TASK TO COMPLETE:
Carry on the article about prebiotics, probiotics and gut health, starting right after its last sentence; the material that follows the article is not part of this.

Prebiotics and Probiotics and Your Healthy Gut
By BARBARA TRAININ BLANK
The digestive system is a group of organs that work together to change the food you eat into the energy and nutrients your body needs. Within that system also live “good bacteria” that enable proper digestion and a state of intestinal balance.
Sometimes, though, changes in the bacterial composition could be associated with diseases, including IBS. If you suffer from IBS, you’re not alone. Ten to 15% of the population does, according to Dr. Mohan Rengen, a physician with Pennsylvania Gastroenterology Consultants in Camp Hill.
Moreover, he said, there is an increased prevalence of irritable bowel syndrome among women. That may be intrinsic, but women also tend to seek out medical care sooner, Rengen said. In his practice, roughly half the patients with gut problems are IBS cases, and the majority of these are under the age of 50.
Irritable bowel syndrome is defined as recurrent abdominal pain, at least one day per week in the last three months, and symptoms are associated with two or more of the following criteria: related to bowel movements, associated with a change in frequency of bowel movements, and a change in the appearance of the stool. Other symptoms may include cramping and bloating.
For Rengen as well as other gastroenterologists, IBS is more a diagnosis of exclusion — first, a physician will rule out another organic pathology that causes the GI tract to not function well, such as gallbladder disease and inflammatory bowel disease.
To make the IBS diagnosis, a gastroenterologist would order blood work, including a complete blood count, stool sample analysis, imaging studies, and an endoscopy evaluation.
Despite common misperceptions, IBS is not in your head.
“Patients often say, ‘You’re probably going to tell me I’m crazy,’ but I usually say the complete opposite,” Rengen said.
However, there does seem to be a relationship between the disorder and social functioning. Research suggests that in IBS cases, the transmitters between the brain and the gut are unbalanced. That’s why antidepressants are often part of the treatment, with Elavil as one option.

ENTRIES SHOWN:
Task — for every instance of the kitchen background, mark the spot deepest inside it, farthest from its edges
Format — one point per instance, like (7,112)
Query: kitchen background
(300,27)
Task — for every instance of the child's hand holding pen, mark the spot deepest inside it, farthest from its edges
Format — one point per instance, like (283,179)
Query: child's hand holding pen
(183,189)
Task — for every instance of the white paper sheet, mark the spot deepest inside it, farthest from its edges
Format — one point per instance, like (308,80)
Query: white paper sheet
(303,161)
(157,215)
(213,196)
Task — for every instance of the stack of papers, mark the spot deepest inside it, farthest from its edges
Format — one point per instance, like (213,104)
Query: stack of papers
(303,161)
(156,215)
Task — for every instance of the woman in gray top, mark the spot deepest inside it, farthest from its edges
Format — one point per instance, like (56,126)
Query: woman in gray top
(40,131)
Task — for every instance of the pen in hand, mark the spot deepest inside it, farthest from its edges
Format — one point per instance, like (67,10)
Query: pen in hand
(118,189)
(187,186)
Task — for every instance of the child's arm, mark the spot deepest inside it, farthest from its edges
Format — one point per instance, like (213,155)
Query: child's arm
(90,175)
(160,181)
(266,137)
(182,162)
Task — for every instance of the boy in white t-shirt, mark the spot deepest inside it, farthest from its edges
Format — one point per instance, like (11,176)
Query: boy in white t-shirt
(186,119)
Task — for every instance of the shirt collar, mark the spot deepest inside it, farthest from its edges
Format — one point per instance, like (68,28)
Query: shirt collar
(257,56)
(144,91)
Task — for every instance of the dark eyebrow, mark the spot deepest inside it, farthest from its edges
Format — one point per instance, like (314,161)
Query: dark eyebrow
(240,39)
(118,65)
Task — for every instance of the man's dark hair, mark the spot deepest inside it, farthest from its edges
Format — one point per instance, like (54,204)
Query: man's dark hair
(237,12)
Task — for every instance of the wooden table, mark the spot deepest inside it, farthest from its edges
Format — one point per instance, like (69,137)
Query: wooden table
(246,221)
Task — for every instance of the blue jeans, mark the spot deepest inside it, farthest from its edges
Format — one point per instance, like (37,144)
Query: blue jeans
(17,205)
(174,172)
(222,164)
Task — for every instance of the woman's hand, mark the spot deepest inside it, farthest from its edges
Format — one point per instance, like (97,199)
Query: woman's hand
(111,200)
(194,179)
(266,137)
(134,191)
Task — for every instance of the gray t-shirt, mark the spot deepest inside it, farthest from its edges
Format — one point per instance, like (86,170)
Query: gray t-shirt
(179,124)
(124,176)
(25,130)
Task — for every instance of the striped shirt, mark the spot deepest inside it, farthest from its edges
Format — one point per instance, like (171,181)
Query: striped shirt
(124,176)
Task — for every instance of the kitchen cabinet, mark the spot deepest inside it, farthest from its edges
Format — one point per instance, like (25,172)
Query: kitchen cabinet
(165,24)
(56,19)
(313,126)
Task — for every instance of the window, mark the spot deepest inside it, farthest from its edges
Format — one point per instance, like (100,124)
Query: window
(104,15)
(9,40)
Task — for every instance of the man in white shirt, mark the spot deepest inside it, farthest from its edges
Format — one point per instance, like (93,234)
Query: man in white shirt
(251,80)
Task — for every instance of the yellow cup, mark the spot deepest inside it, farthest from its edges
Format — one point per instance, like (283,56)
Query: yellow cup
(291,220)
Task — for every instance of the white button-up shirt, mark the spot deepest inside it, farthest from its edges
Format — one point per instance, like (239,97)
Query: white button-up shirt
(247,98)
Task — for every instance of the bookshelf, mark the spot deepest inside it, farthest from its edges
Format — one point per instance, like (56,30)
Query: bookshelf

YOUR RESPONSE:
For example, if you’re worried about something, that’s often all you can think about. This causes stress, which in turn causes anxiety, which then intensifies the spasms in the colon of an IBS sufferer.
Rengen recommends that patients seek the expertise of a behavioral specialist, as stress and anxiety definitely play a role in IBS. He also advises patients to “slow down” to reduce stress levels.
You may be asking, “What else can affect the health of the gut?”
There has been a lot of discussion about prebiotics and probiotics.
There are actually many different species of these “friendly” bacteria that normally live in your digestive, urinary, and genital systems without causing disease.
“Bacteria are good in our gut, unless there is a disturbance that causes the gut to become diseased,” noted Rengen.
The colon needs healthy bacteria and yeast to function well. Taking prebiotic and probiotic supplements can help with this.
Prebiotics are nondigestible types of dietary fiber that feed the healthy bacteria in your gut. Both work together to create a balance for the GI system and boost overall health.
Prebiotics can be found in foods, including apples, asparagus, bananas, onions, garlic, and leeks.
Yogurt is one of the best sources of probiotics, which are friendly bacteria that can improve your health. Other sources include pickles, apple cider vinegar, kefir, kimchi, sauerkraut, miso, tempeh, and kombucha tea.
Probiotics also alleviate pouchitis, which is the inflammation that occurs in the lining of a pouch created during surgery to treat ulcerative colitis or certain other diseases.
“But probiotics are unproven in clinical trials in IBS, Crohn’s disease, lactose intolerance, and allergies,” Rengen said.
One type of friendly bacterium is lactobacillus, which can also be found in some fermented foods, such as yogurt, and in dietary supplements and help to keep our digestive tracks healthy. A brand name of a probiotic dietary supplement is Culturelle.
Bifidobacterium, another type of probiotic, include a group of bacteria that normally live in the intestines. Bifidobacterium are commonly used to treat IBS, as well as diarrhea and constipation. They are available by brand names such as Align and Activia. However, there is no good scientific evidence to support many of these uses, Rengen noted.
Rengen recommends cautious use of probiotics while lowering prebiotics in patients with IBS.